__Passage for review__.
────────────────
Recently, digital photo company Nixplay conducted a study to determine which personality traits exhibited resilience in this pandemic. A total of 2,000 US adults were surveyed from August 27 to 28, 2020. They sought for the personality traits that showed signs of resilience in different forms. To do that, they tested the scores using the Big Five Personality Inventory and the Time Perspective Inventory. These measures were highly correlated to increased happiness, decreased loneliness, and the ability to cope during a pandemic. The results showed that people who scored high on the trait of emotional stability were most successful in handling COVID-19 stress.
"Our findings show that people who possess traits associated with stress resilience and adaptability are the ones coping best with the pandemic. Theories that the pandemic might somehow be affecting psychologically well-adjusted individuals more than others are simply not supported by the data," said Mark Palfreeman, CEO of Nixplay, quoted US magazine Psychology Today.
The scores also revealed the other three personality traits with high resilience during a pandemic. The first is the emotional stability trait. It refers to the ability to be emotionally stable and less prone to feeling nervous during stressful events. Due to being stable from within, the trait significantly reduces the impact of COVID-19 stress, which reflects its excellent psychological resilience in the pandemic. People who scored low in this trait are likely the most lonely and unhappy during this global crisis.
The second is the future-positive trait. It refers to a person who is goal-oriented and hard-working. Their positivity is directed toward the future, enabling them to divert mental energy to plan for a brighter tomorrow. A high score in this trait prevents the person from wasting mental energy in doubts and uncertainties. But that may cost them in their personal relationships. The future-positive trait is driven by professional goals, which provide resilience in this pandemic. It redirects the energy from frustration to productive actions.
────────────────
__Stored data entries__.
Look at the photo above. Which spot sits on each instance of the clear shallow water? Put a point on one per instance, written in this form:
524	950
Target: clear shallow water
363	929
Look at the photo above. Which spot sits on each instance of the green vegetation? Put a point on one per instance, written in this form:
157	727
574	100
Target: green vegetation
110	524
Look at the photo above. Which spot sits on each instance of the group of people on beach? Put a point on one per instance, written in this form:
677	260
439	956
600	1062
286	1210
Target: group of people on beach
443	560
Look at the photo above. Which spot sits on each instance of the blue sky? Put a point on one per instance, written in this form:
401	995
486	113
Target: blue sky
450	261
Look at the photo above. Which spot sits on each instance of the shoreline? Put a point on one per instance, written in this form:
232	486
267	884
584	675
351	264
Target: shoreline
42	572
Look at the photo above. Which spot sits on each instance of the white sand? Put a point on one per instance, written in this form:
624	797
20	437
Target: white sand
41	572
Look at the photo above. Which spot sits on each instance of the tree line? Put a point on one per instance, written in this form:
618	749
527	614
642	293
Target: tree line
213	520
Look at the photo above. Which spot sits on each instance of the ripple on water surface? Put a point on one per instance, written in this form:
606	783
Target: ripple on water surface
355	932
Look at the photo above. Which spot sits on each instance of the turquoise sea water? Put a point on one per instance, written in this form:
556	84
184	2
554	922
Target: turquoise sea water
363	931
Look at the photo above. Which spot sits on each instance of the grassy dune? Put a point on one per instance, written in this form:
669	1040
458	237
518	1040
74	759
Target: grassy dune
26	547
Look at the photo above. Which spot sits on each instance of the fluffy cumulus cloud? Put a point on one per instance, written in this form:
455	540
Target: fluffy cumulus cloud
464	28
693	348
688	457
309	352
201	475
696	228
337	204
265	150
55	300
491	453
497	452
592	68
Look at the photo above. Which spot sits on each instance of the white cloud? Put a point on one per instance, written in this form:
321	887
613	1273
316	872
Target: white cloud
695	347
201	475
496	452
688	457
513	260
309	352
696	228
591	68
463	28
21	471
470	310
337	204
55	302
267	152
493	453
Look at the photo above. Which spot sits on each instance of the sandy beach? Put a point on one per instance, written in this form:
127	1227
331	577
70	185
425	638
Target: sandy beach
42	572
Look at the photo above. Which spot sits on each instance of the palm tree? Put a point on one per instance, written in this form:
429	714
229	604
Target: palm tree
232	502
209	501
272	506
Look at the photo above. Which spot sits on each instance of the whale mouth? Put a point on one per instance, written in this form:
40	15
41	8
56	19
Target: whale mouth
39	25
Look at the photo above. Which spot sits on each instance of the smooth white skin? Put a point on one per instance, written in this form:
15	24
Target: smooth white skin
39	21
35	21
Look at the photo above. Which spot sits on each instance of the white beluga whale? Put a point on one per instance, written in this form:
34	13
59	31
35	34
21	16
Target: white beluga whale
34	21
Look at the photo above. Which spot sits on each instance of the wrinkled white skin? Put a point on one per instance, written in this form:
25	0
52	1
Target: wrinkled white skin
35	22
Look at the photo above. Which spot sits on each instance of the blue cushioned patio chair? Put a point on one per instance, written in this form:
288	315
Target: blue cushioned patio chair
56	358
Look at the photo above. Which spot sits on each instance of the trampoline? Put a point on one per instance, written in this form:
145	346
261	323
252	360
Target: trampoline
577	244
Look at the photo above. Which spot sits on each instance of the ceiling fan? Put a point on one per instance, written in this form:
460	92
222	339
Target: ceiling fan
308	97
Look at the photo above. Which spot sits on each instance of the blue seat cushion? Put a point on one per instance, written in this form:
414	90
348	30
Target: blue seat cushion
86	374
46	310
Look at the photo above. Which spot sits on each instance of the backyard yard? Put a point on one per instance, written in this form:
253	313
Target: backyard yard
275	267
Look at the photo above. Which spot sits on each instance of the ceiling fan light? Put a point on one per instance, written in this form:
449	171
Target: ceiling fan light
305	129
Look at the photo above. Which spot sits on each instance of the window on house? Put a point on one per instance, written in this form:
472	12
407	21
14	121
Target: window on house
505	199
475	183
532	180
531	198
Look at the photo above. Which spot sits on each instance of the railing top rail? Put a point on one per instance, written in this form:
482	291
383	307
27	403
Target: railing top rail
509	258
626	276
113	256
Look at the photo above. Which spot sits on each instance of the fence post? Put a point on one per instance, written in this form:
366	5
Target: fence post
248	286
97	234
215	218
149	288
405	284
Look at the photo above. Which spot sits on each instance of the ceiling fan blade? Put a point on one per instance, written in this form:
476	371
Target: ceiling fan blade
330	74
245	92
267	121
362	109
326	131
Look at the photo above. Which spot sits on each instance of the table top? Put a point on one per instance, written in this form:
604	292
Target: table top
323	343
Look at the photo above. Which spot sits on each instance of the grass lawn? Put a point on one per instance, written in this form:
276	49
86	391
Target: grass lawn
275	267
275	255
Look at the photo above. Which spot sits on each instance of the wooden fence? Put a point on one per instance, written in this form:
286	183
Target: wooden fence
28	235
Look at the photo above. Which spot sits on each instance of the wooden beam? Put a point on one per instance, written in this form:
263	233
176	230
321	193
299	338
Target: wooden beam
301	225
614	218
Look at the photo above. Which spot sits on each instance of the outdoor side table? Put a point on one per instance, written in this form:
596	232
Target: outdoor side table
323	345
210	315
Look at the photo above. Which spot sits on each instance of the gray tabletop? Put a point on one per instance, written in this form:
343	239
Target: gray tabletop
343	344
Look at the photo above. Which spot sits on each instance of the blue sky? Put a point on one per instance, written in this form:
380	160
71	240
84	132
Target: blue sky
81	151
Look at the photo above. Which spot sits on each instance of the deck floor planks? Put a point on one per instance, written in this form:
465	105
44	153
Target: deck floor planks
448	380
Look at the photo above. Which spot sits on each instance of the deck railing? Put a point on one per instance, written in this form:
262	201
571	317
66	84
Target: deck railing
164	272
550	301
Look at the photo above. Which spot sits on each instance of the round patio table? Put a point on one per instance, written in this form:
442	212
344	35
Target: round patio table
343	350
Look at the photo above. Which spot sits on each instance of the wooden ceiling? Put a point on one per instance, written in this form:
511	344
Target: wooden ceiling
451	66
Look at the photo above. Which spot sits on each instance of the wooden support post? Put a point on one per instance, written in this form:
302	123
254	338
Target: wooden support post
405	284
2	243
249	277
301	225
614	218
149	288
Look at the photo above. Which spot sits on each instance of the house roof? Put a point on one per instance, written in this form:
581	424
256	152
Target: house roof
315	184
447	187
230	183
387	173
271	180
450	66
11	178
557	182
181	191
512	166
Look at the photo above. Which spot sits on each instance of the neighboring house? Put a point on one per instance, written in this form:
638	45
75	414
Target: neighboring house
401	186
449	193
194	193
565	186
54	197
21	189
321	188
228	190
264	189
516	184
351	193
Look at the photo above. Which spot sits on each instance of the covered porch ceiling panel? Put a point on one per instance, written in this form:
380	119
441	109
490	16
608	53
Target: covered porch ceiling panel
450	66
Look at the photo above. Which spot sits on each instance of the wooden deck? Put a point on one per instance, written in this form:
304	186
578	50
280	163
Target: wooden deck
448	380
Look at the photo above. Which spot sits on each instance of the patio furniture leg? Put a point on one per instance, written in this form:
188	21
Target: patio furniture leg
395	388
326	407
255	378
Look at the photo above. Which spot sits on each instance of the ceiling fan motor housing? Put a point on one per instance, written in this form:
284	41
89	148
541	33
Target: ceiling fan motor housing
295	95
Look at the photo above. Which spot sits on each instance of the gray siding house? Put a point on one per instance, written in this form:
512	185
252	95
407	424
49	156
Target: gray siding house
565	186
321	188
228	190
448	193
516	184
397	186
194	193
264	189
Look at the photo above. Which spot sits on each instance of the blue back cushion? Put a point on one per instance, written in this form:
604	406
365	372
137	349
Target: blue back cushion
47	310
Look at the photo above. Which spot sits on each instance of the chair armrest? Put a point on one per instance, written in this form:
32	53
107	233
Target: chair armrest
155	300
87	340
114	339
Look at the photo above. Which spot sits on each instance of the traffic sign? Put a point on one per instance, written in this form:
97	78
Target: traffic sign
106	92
────────────────
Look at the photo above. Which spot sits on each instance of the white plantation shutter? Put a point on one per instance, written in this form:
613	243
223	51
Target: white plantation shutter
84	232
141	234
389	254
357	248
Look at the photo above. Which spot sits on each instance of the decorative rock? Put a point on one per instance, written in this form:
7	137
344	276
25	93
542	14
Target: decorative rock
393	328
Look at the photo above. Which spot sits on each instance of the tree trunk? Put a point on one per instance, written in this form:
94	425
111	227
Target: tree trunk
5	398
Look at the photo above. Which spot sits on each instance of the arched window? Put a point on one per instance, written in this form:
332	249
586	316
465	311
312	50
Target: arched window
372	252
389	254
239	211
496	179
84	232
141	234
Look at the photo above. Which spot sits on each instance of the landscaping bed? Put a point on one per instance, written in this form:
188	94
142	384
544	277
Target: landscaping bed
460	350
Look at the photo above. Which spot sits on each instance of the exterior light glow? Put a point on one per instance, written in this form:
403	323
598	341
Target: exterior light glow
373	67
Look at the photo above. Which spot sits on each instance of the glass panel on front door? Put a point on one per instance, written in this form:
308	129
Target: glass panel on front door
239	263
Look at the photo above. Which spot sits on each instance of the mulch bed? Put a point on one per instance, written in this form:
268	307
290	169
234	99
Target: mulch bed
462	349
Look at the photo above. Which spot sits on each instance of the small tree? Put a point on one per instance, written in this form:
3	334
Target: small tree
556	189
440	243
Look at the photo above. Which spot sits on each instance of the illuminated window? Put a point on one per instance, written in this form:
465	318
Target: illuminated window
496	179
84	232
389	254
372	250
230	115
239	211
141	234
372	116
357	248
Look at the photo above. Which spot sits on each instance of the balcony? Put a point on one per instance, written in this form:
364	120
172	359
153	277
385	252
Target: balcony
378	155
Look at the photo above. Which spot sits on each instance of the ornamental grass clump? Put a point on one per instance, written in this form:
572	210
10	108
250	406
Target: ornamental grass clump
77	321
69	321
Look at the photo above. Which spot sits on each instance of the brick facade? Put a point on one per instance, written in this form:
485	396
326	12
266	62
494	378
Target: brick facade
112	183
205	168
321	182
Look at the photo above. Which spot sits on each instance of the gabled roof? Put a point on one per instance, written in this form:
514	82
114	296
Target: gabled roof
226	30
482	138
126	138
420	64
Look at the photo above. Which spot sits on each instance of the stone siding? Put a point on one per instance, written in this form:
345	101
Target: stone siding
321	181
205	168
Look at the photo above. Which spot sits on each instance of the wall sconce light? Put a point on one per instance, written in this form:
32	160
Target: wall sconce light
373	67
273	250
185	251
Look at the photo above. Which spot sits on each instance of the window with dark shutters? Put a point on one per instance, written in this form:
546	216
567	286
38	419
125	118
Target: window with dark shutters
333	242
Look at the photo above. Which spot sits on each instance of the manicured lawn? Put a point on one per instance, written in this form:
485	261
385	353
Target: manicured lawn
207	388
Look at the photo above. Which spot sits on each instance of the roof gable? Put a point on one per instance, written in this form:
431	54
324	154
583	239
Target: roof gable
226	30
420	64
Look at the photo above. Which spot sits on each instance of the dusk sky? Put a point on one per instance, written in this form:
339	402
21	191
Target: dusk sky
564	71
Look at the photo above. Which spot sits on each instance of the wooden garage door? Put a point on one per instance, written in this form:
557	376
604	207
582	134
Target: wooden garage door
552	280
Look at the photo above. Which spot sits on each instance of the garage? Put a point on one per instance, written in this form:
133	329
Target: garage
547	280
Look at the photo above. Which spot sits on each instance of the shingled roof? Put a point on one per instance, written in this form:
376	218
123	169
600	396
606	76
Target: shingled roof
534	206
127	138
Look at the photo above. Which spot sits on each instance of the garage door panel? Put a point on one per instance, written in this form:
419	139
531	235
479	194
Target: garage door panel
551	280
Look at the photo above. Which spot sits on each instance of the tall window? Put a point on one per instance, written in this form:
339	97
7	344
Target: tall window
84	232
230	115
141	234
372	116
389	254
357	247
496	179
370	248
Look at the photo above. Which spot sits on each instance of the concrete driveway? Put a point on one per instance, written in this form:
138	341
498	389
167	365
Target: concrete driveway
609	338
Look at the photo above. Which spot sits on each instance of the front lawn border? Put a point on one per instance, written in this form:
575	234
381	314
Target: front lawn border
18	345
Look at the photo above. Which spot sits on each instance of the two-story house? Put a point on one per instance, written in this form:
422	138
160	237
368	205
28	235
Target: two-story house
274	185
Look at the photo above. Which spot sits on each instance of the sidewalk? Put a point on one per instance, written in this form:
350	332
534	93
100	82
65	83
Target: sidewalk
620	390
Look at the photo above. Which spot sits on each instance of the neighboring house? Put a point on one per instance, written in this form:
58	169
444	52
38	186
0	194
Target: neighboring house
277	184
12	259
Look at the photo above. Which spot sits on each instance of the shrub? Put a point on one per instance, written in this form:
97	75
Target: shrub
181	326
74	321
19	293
────────────────
__Using the information__.
• a. Name every outcome that the passage about personality traits and pandemic resilience says the measures were highly correlated to.
• b. In the passage about personality traits and pandemic resilience, on which dates were the US adults surveyed?
Draw only on the passage about personality traits and pandemic resilience, not on the rows.

__Numbered responses__.
• a. Increased happiness, decreased loneliness, and the ability to cope during a pandemic.

• b. August 27 to 28, 2020.